В значительной степени мифы эти шестидесятниками же и порождены, начиная с самого этого слова, очень удобного, но многое упрощающего и даже запутывающего — до такой степени, что “отозвать” свое изобретение не прочь теперь даже Станислав Рассадин, запустивший лет сорок назад этот полутермин. Последующие поколения почин подхватили, прилежно продолжив мифологизацию шестидесятничества. В итоге рассуждать о пушкинской эпохе, Серебряном веке или даже загадочных 30-х сейчас куда легче, чем об этом, казалось бы, совсем недавнем периоде, и по сей день во многом определяющем нашу реальность, в том числе и литературную. “Повесть наших отцов, точно повесть из века Стюартов, / Отдаленней, чем Пушкин, и видится точно во сне” — вполне вероятно, впрочем, что это некий общий закон, и так бывает всегда в тот момент, когда непосредственная связь эпох уже разорвана, а время для объективного исследования еще не настало.
Так или иначе, любой, кто берется сегодня писать о шестидесятниках, сталкивается с очевидным парадоксом. Невозможно понять шестидесятые из 2000-х, не осмыслив всю разницу между ними. Невозможно осмыслить эту разницу, не разобравшись для начала в 60-х. Такой вот герменевтический круг получается — как ему и положено, замкнутый.

**ИСХОДНЫЙ СПИСОК**
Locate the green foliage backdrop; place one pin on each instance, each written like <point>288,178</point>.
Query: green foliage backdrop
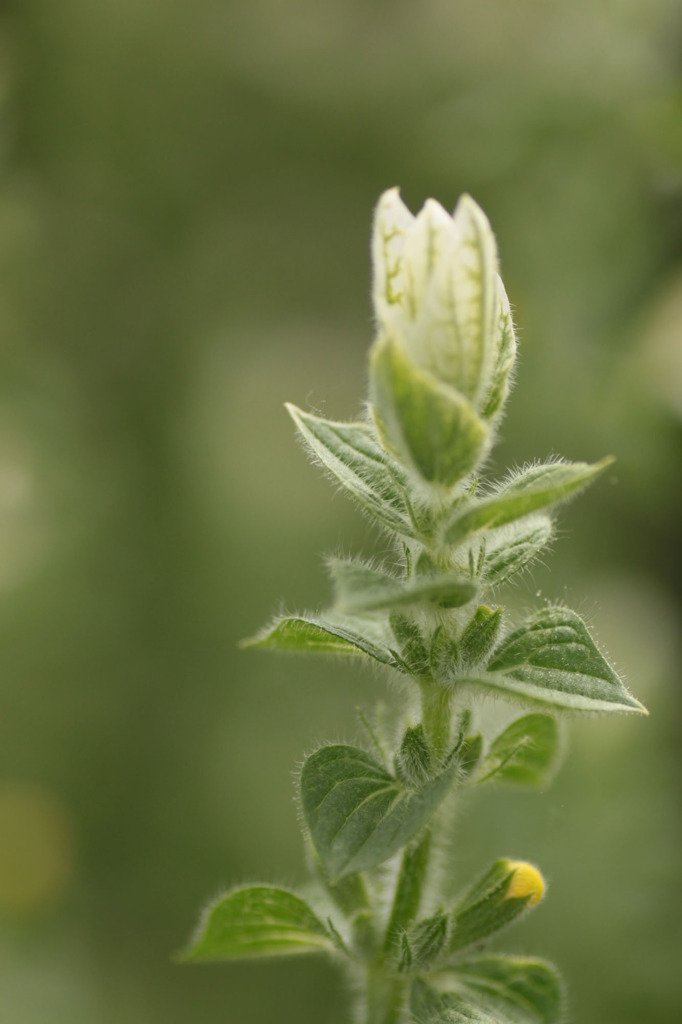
<point>184,213</point>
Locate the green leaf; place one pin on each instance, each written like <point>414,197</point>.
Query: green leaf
<point>257,921</point>
<point>479,635</point>
<point>413,654</point>
<point>359,588</point>
<point>353,457</point>
<point>468,756</point>
<point>513,987</point>
<point>428,1006</point>
<point>524,754</point>
<point>552,658</point>
<point>334,634</point>
<point>424,422</point>
<point>528,492</point>
<point>358,814</point>
<point>426,940</point>
<point>513,547</point>
<point>496,899</point>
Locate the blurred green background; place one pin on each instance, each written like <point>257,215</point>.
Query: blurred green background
<point>184,213</point>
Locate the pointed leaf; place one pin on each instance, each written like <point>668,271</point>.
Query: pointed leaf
<point>358,814</point>
<point>552,658</point>
<point>513,547</point>
<point>530,491</point>
<point>425,423</point>
<point>334,634</point>
<point>525,753</point>
<point>353,457</point>
<point>257,921</point>
<point>359,588</point>
<point>526,990</point>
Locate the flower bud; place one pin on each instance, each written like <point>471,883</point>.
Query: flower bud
<point>440,365</point>
<point>498,898</point>
<point>526,882</point>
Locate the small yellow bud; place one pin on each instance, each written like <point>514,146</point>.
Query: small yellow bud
<point>526,882</point>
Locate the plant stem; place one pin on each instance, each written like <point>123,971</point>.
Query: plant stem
<point>436,714</point>
<point>408,889</point>
<point>385,996</point>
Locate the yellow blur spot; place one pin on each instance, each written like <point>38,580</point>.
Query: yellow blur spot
<point>526,882</point>
<point>36,848</point>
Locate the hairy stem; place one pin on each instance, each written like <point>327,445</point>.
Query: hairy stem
<point>385,997</point>
<point>408,889</point>
<point>436,715</point>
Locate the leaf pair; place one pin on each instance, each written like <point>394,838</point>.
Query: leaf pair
<point>358,814</point>
<point>492,990</point>
<point>552,659</point>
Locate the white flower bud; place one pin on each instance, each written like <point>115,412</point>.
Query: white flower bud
<point>438,296</point>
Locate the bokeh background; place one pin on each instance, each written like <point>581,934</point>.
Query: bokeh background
<point>184,210</point>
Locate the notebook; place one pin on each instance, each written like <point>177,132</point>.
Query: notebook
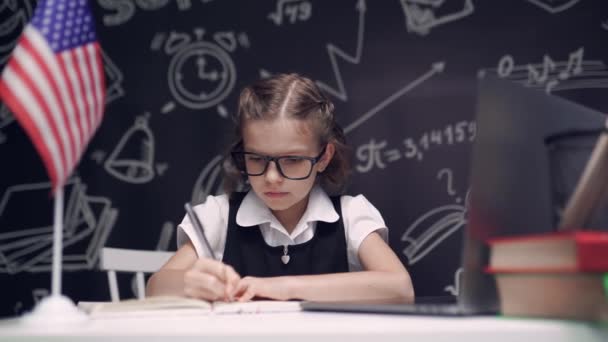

**УСЛОВИЯ ЗАДАНИЯ**
Подхватите текст о шестидесятниках и продолжите его сразу после слов «как ему и положено, замкнутый».

**ОТВЕТ**
Все это я говорю, пытаясь обосновать жанр нижеследующих заметок. О шестидесятниках в последнее время наговорено столько, что любая статья на эту тему сегодня неизбежно будет способствовать дурному умножению сущностей, нимало не помогая приблизиться к сути. Ругать шестидесятников пошло, солидаризоваться с ними — невозможно, насчет объективного исследования — см. выше. И если я рискнул взяться за написание этого текста, то потому лишь, что с самого начала решил сделать своим объектом не шестидесятничество как таковое, а ту дистанцию, которая нас от него отделяет и делает невозможным адекватное его восприятие. Это не очередная вариация на тему шульгинского “Что нам в них не нравится”, а, скорее, — перефразирую Олешу — “Список недоумений”, беспристрастная, насколько это возможно, попытка перечислить те моменты, где напряжение максимально возрастает и естественная разница двух эпох превращается в разрыв.
Непосредственным поводом для написания этой статьи стал выпуск издательством “Гелеос” (почему-то именно так, через два “е”) трехтомного собрания сочинений Владимира Яковлевича Лакшина и — может быть, даже в большей степени — почти одновременная журнальная публикация фрагментов его дневников конца 1960-х — начала 1970-х годов (“Дружба народов”, 2003, № 4–6; 2004, № 9–11). Документ исключительного интереса и значения, дневник Лакшина последних “новомирских” и первых пост-“новомирских” лет проливает свет на многие обстоятельства, ранее остававшиеся в тени; несмотря на всю пристрастность и очевидную несправедливость многих суждений, для будущего историка шестидесятничества он, несомненно, окажется источником первостепенной важности.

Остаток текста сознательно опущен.